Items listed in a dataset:

━━━━━━━━━━━━━━━━━━━━

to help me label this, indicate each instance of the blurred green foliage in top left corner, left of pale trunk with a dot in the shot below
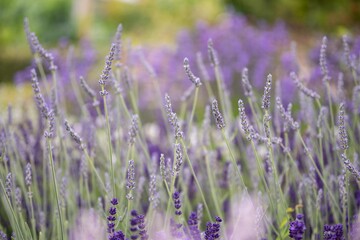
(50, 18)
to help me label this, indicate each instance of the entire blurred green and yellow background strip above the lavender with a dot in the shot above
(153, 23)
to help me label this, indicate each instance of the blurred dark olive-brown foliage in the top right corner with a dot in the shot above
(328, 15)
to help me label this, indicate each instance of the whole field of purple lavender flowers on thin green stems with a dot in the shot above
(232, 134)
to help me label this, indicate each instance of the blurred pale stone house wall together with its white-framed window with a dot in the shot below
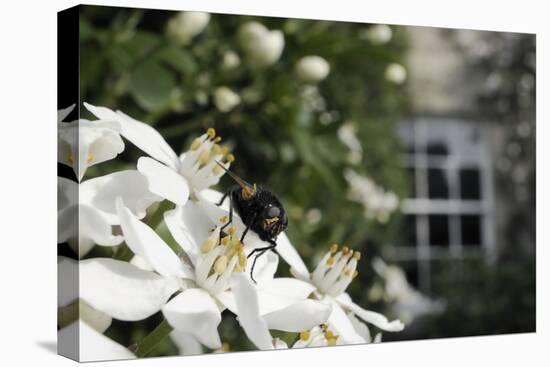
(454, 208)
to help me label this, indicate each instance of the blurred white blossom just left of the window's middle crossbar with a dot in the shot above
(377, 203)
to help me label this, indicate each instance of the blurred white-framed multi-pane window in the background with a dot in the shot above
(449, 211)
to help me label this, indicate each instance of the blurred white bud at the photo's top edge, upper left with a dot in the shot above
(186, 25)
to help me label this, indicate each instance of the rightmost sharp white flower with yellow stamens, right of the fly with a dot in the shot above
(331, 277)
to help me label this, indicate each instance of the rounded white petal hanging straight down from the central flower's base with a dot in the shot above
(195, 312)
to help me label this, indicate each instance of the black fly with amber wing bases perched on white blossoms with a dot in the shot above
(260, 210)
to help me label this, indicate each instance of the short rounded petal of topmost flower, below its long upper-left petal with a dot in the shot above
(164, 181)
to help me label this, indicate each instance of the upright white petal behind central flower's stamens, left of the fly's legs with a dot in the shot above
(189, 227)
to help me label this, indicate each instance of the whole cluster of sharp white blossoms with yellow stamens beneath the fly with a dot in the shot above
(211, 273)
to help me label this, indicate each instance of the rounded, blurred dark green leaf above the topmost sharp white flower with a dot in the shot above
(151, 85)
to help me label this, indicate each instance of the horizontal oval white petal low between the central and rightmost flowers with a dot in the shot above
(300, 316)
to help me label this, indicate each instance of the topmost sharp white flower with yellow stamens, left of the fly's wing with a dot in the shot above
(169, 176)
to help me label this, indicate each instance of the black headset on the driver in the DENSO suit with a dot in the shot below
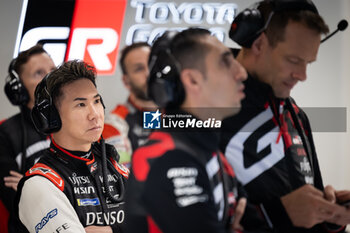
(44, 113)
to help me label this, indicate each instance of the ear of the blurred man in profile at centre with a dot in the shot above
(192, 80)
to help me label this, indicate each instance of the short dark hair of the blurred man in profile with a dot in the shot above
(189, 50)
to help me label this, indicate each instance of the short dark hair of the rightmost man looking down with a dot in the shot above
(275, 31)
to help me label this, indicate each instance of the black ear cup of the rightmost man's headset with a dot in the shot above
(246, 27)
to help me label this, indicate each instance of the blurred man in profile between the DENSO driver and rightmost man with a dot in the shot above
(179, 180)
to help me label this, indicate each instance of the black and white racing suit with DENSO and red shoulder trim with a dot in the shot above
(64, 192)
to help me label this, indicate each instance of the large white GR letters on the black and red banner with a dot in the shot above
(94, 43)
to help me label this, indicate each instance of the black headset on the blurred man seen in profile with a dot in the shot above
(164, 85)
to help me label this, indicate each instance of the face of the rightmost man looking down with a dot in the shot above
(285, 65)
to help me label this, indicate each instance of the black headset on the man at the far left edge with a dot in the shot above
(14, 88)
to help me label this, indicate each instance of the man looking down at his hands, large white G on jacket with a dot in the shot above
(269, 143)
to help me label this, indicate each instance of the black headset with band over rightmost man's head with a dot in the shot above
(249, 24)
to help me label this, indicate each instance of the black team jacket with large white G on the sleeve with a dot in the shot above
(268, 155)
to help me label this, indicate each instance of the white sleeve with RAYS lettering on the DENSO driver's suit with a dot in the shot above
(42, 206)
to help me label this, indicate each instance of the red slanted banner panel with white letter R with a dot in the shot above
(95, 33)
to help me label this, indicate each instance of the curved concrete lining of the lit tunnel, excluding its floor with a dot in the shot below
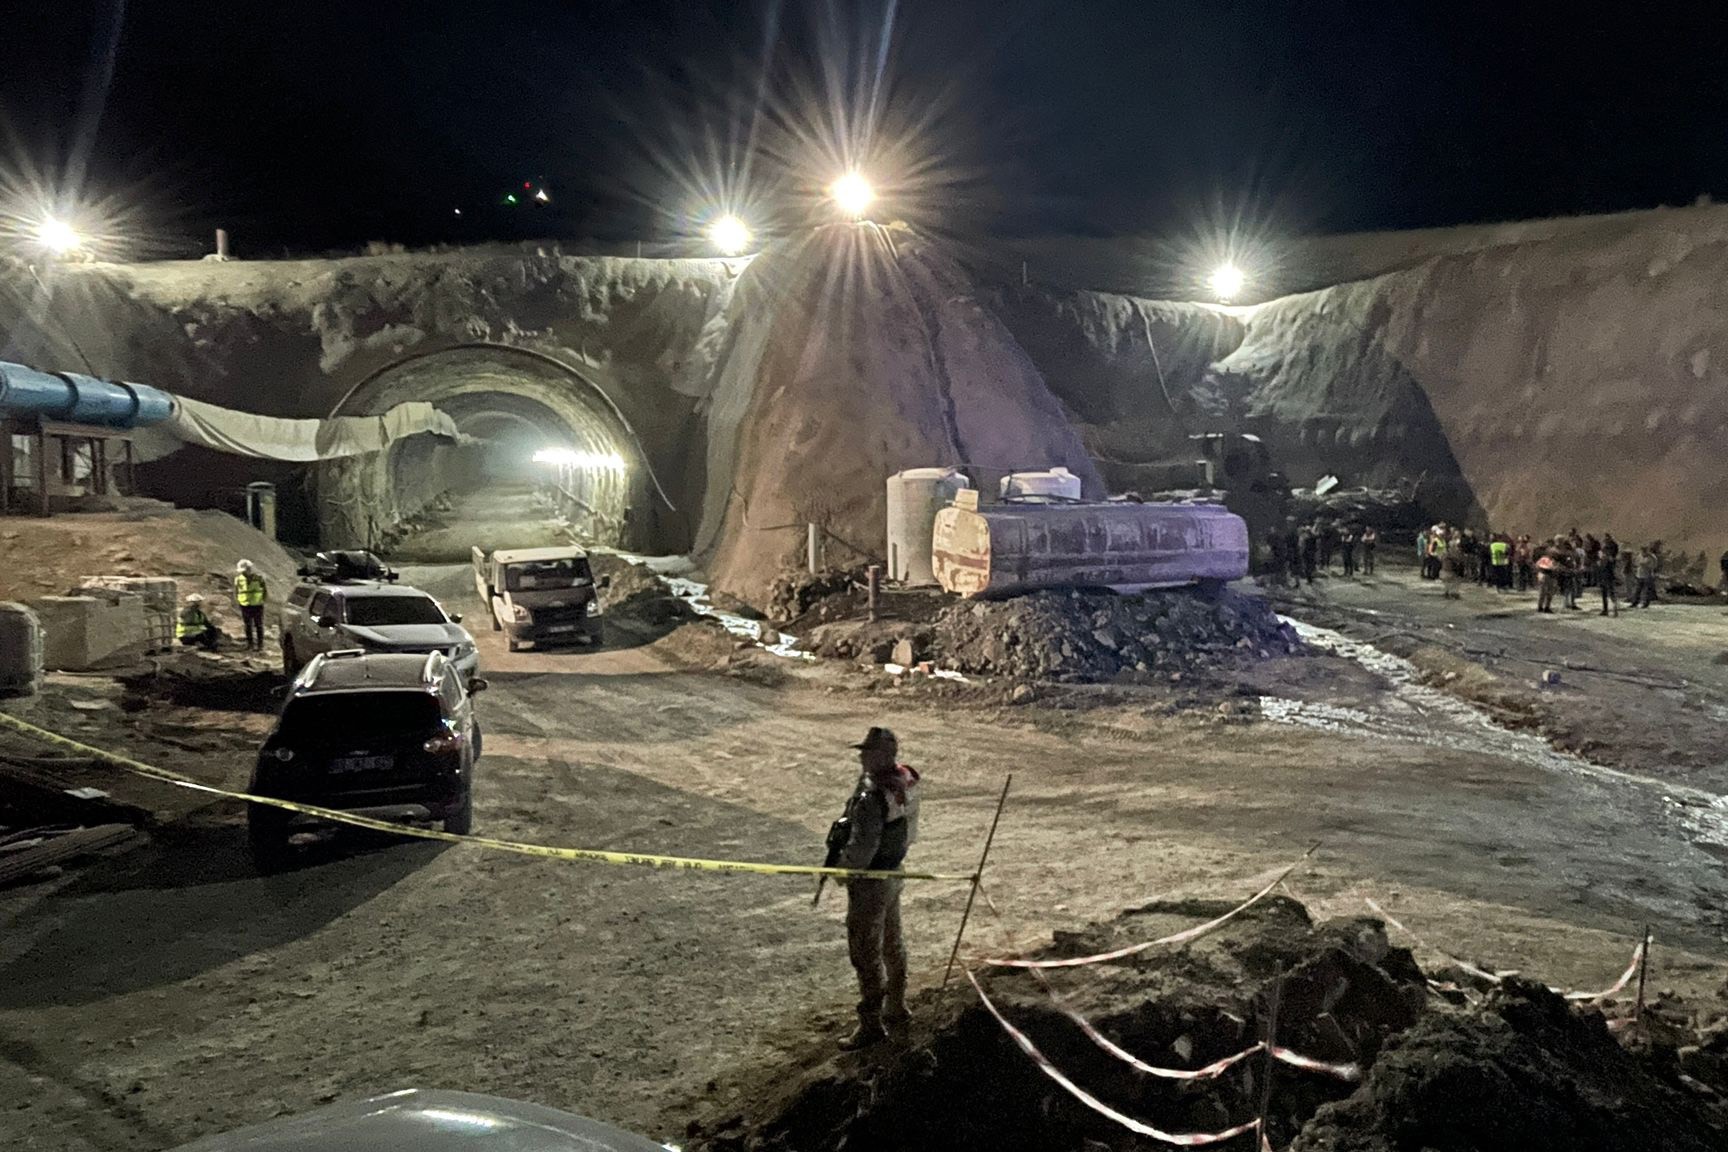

━━━━━━━━━━━━━━━━━━━━

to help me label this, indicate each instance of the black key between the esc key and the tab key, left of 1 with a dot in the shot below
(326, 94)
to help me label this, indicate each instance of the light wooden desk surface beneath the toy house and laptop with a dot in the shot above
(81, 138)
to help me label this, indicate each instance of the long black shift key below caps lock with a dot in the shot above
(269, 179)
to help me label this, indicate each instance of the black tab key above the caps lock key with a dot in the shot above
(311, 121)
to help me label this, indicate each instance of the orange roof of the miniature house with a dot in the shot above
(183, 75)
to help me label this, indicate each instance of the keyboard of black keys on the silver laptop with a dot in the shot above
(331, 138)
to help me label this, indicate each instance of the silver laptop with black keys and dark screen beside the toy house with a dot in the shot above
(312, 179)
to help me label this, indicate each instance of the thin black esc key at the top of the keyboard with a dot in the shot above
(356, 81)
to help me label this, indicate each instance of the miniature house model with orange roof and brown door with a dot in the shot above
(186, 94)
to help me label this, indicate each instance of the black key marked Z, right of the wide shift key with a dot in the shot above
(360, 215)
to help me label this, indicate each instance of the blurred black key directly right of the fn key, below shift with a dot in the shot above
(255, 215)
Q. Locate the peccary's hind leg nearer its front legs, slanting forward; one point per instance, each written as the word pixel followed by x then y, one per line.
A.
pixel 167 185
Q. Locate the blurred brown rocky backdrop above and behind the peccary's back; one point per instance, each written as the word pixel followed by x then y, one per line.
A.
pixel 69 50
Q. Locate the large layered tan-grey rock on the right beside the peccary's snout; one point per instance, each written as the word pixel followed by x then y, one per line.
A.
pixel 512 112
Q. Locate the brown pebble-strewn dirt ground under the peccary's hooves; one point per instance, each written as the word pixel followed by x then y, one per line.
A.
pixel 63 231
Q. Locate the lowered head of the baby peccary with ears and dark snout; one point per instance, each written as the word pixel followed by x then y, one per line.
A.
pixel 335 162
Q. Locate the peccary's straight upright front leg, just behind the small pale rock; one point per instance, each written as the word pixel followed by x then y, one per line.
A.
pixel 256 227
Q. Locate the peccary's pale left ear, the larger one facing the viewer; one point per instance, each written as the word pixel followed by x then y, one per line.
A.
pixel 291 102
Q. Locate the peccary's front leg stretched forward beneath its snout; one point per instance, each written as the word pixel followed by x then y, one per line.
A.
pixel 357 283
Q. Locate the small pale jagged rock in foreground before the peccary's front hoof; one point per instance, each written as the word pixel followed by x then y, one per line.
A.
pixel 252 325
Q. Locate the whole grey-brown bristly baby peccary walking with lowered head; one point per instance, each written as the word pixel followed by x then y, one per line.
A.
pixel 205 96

━━━━━━━━━━━━━━━━━━━━

Go through the data and copy every line that includes "grey".

▶ _RESPONSE AREA_:
Q. Locate the large layered tan-grey rock on the right beside the peccary's snout; one point per instance, each written as the word pixel followed by x then y, one per line.
Q. Locate the whole grey-brown bristly baby peccary walking with lowered head; one point per instance, each written as the word pixel followed by x then y, one per line.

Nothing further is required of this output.